▶ [What to do]
Please restate each entry below, word for word.

[[ Data for analysis, beginning ]]

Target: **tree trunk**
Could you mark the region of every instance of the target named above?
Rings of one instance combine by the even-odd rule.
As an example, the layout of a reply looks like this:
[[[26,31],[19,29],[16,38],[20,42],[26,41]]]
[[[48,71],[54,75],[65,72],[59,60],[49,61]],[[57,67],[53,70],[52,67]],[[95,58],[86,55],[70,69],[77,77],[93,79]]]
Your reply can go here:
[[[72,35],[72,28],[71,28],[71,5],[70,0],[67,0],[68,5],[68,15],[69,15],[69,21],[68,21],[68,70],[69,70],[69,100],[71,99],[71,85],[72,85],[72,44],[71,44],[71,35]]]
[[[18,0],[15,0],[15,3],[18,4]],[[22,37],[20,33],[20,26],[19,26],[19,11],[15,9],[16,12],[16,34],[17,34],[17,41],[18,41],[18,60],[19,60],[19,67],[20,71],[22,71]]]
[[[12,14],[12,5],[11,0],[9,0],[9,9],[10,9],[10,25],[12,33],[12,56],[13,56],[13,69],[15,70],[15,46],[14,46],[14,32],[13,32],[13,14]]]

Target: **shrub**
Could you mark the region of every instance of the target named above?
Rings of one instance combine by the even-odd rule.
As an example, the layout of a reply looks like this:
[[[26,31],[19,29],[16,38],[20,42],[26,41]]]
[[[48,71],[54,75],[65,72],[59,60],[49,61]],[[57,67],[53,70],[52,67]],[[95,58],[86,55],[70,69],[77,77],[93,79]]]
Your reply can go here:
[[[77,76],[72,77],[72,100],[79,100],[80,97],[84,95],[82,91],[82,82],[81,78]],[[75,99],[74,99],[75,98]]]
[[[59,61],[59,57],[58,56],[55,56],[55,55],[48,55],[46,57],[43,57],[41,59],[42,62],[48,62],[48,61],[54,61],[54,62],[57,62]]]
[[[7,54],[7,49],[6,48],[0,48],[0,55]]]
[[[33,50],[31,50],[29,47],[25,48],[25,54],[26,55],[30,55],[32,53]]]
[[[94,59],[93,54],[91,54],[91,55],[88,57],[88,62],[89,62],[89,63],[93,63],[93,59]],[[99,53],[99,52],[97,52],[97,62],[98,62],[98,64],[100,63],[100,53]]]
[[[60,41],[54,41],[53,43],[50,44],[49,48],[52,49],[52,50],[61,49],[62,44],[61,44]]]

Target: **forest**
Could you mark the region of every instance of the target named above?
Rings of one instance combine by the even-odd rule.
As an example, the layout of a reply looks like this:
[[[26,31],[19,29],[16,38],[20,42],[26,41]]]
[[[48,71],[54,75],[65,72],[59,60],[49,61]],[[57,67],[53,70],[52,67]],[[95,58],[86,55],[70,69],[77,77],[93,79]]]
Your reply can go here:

[[ Data for analysis, end ]]

▶ [Exercise answer]
Target: **tree trunk**
Could you mark the region of every instance of the target named above?
Rings of one instance combine by the even-odd rule.
As an example, the layout of a reply looks like this:
[[[26,31],[19,29],[16,38],[20,42],[26,41]]]
[[[48,71],[54,75],[65,72],[59,60],[49,61]],[[57,67],[53,70],[52,67]],[[95,58],[86,55],[70,69],[77,77],[93,79]]]
Your reply can go here:
[[[72,35],[72,28],[71,28],[71,5],[70,0],[67,0],[68,5],[68,15],[69,15],[69,21],[68,21],[68,70],[69,70],[69,100],[71,99],[71,85],[72,85],[72,44],[71,44],[71,35]]]
[[[18,0],[15,0],[15,3],[18,4]],[[22,37],[20,33],[20,26],[19,26],[19,11],[15,9],[16,12],[16,34],[17,34],[17,41],[18,41],[18,60],[19,60],[19,67],[20,71],[22,71]]]
[[[12,14],[12,5],[11,0],[9,0],[9,9],[10,9],[10,25],[12,33],[12,56],[13,56],[13,69],[15,70],[15,46],[14,46],[14,32],[13,32],[13,14]]]

Target: **shrub**
Could you mark the region of every instance of the target named above?
Rings of one instance combine by the even-odd rule.
As an example, the layout of a reply looks like this:
[[[26,31],[19,29],[16,38],[20,42],[26,41]]]
[[[48,71],[54,75],[65,72],[59,60],[49,61]],[[57,67],[53,70],[52,67]],[[95,58],[86,55],[70,69],[77,77],[93,79]]]
Your reply can go here:
[[[77,76],[72,77],[72,100],[79,100],[80,97],[84,95],[82,91],[82,82],[81,78]],[[75,99],[74,99],[75,98]]]
[[[59,61],[59,57],[58,56],[55,56],[55,55],[48,55],[46,57],[43,57],[41,59],[42,62],[48,62],[48,61],[54,61],[54,62],[57,62]]]
[[[7,54],[7,49],[6,48],[0,48],[0,55]]]
[[[33,50],[31,50],[29,47],[25,48],[25,54],[26,55],[30,55],[32,53]]]
[[[94,59],[93,54],[91,54],[91,55],[88,57],[88,62],[89,62],[89,63],[93,63],[93,59]],[[99,53],[99,52],[97,52],[97,62],[98,62],[98,64],[100,63],[100,53]]]
[[[60,41],[54,41],[53,43],[50,44],[49,48],[52,49],[52,50],[61,49],[62,44],[61,44]]]

Target: **forest**
Could you mark the region of every instance of the target named above?
Rings of one instance combine by the even-odd rule.
As an example, the layout of a reply looks like this:
[[[26,31],[19,29],[16,38],[20,42],[26,41]]]
[[[48,71],[54,75],[65,72],[59,60],[49,61]],[[57,67],[53,70],[52,67]],[[95,58],[86,55],[70,69],[77,77],[93,79]]]
Your reply can go here:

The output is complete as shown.